--- begin Material shown ---

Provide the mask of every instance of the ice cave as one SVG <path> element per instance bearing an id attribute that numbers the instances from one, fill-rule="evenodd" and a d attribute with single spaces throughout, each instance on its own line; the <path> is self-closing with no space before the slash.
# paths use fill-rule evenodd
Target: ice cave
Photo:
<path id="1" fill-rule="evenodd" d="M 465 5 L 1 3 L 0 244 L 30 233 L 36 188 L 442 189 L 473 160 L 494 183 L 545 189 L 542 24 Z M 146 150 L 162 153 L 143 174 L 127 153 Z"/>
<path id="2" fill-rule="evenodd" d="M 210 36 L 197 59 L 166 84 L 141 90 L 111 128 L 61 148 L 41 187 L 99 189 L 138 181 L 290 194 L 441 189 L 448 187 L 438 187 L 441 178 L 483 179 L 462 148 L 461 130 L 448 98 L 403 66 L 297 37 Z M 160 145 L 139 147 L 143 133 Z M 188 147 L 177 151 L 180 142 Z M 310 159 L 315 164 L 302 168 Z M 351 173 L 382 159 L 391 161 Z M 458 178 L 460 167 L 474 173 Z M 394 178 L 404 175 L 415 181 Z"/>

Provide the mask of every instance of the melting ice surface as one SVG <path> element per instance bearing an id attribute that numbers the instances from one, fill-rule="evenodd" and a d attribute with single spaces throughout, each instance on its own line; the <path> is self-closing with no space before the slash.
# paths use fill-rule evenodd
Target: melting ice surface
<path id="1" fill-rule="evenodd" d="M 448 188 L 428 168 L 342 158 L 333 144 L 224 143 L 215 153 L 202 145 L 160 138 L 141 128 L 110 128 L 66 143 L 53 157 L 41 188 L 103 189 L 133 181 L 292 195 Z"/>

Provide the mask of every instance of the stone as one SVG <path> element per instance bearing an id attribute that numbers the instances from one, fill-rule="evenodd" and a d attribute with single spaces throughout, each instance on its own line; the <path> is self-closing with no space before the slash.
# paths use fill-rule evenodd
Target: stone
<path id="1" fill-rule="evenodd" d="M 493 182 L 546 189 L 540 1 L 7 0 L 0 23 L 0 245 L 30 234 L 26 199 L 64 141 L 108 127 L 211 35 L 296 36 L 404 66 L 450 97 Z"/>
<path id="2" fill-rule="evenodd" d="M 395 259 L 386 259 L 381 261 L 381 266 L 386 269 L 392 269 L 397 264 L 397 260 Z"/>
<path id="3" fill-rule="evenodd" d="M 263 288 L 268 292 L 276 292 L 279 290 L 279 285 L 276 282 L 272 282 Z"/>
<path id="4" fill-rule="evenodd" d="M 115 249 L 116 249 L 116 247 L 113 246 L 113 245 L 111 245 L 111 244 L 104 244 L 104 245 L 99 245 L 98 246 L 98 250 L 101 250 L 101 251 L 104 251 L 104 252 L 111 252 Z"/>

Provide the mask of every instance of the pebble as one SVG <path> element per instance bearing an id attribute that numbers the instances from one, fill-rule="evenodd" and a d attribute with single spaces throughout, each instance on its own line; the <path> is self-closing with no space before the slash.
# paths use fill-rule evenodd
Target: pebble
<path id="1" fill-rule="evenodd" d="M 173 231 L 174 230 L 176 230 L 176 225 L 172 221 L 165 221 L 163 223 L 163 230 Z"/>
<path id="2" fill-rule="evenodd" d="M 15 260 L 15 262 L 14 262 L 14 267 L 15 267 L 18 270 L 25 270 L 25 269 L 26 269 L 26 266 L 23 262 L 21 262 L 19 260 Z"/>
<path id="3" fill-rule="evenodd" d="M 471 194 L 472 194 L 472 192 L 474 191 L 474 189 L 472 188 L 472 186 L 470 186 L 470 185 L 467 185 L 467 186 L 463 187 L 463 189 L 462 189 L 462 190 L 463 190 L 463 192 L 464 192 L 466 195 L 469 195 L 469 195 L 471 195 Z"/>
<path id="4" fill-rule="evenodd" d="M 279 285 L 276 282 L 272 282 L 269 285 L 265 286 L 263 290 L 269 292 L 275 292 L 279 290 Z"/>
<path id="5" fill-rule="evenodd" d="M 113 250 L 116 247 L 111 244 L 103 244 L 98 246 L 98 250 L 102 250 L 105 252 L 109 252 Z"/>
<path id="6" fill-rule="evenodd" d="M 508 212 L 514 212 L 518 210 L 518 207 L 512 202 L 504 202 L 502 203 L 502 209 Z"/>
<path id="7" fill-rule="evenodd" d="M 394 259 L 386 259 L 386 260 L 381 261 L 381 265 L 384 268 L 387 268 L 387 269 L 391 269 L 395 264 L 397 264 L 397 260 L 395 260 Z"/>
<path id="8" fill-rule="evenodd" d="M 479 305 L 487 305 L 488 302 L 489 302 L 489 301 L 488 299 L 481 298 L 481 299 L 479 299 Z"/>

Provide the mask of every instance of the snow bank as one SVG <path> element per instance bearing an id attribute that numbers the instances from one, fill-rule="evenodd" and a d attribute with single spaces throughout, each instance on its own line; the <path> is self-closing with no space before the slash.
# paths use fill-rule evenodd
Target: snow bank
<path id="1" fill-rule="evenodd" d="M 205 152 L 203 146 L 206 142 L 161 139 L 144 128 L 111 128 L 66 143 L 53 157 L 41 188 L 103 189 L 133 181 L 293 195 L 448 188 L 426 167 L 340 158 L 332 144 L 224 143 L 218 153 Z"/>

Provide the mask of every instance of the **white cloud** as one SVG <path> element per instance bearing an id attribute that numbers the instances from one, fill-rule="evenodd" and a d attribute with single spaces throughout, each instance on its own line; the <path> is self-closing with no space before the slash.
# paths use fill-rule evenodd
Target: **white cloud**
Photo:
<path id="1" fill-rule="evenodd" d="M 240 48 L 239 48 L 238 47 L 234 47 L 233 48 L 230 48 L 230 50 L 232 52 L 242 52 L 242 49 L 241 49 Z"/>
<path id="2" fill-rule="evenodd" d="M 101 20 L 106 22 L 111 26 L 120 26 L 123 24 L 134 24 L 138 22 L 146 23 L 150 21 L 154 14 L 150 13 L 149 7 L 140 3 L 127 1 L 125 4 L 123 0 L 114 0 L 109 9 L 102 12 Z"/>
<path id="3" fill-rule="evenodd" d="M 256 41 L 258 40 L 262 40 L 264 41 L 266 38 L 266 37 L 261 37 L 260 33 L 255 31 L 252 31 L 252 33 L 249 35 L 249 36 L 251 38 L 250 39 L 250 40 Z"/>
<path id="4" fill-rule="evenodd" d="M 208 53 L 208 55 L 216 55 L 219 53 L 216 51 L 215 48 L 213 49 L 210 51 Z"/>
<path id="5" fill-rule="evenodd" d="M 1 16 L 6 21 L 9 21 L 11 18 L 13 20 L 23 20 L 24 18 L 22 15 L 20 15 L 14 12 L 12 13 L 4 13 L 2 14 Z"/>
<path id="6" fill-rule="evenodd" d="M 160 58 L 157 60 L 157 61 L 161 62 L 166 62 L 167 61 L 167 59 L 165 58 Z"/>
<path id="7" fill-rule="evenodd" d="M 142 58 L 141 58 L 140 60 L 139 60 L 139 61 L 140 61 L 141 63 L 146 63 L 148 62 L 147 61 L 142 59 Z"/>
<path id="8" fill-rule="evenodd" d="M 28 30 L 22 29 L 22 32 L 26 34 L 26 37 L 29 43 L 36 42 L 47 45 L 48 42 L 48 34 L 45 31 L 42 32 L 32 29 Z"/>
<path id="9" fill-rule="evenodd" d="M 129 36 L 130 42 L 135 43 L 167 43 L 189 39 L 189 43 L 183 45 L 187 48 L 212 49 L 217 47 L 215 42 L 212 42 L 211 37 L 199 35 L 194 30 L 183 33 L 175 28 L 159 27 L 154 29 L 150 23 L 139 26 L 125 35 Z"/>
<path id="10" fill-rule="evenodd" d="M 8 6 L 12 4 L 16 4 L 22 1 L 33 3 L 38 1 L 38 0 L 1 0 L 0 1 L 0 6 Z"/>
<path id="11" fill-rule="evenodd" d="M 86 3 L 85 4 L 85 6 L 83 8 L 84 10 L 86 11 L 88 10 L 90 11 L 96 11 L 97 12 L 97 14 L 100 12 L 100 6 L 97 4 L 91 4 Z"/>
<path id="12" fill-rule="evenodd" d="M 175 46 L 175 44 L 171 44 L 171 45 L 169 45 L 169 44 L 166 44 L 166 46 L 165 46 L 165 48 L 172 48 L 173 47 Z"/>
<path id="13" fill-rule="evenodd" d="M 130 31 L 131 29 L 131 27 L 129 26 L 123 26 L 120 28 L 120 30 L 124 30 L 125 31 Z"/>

--- end Material shown ---

### Stated task
Please print, word for word, the lines of the data above, starting with the line that contains "Provide the mask of every instance of the **white" and going on through the line that contains "129 36 L 130", and print nothing else.

### Full solution
Provide the mask of every instance of the **white cloud** as one SVG <path> element per instance bearing an id attribute that numbers the instances from one, fill-rule="evenodd" and a d attribute with single spaces throughout, each instance on its own line; the <path> is self-closing with no space before the slash.
# paths use fill-rule evenodd
Target: **white cloud**
Photo:
<path id="1" fill-rule="evenodd" d="M 240 48 L 239 48 L 238 47 L 234 47 L 233 48 L 230 48 L 230 50 L 232 52 L 242 52 L 242 49 L 241 49 Z"/>
<path id="2" fill-rule="evenodd" d="M 101 20 L 106 22 L 111 26 L 120 26 L 123 24 L 134 24 L 138 22 L 146 23 L 150 21 L 154 14 L 150 13 L 149 7 L 140 3 L 127 1 L 125 4 L 123 0 L 114 0 L 109 9 L 102 12 Z"/>
<path id="3" fill-rule="evenodd" d="M 256 41 L 258 40 L 262 40 L 264 41 L 266 38 L 266 37 L 261 37 L 260 33 L 255 31 L 252 31 L 252 33 L 249 35 L 249 36 L 251 38 L 250 39 L 250 40 Z"/>
<path id="4" fill-rule="evenodd" d="M 208 53 L 208 55 L 216 55 L 219 53 L 216 51 L 215 48 L 213 49 L 210 51 Z"/>
<path id="5" fill-rule="evenodd" d="M 1 16 L 6 21 L 9 21 L 11 18 L 13 20 L 23 20 L 24 18 L 22 15 L 20 15 L 14 12 L 12 13 L 4 13 L 2 14 Z"/>
<path id="6" fill-rule="evenodd" d="M 160 58 L 157 60 L 157 61 L 161 62 L 166 62 L 167 61 L 167 59 L 165 58 Z"/>
<path id="7" fill-rule="evenodd" d="M 142 58 L 141 58 L 140 60 L 139 60 L 139 61 L 140 61 L 141 63 L 146 63 L 148 62 L 147 61 L 142 59 Z"/>
<path id="8" fill-rule="evenodd" d="M 28 30 L 22 29 L 22 32 L 26 34 L 26 37 L 29 43 L 36 42 L 47 45 L 48 42 L 48 34 L 45 31 L 42 32 L 32 29 Z"/>
<path id="9" fill-rule="evenodd" d="M 129 36 L 130 42 L 135 43 L 167 43 L 189 39 L 189 43 L 183 45 L 187 48 L 212 49 L 217 47 L 215 42 L 212 42 L 211 37 L 199 35 L 194 30 L 183 33 L 175 28 L 159 27 L 154 29 L 150 23 L 139 26 L 125 35 Z"/>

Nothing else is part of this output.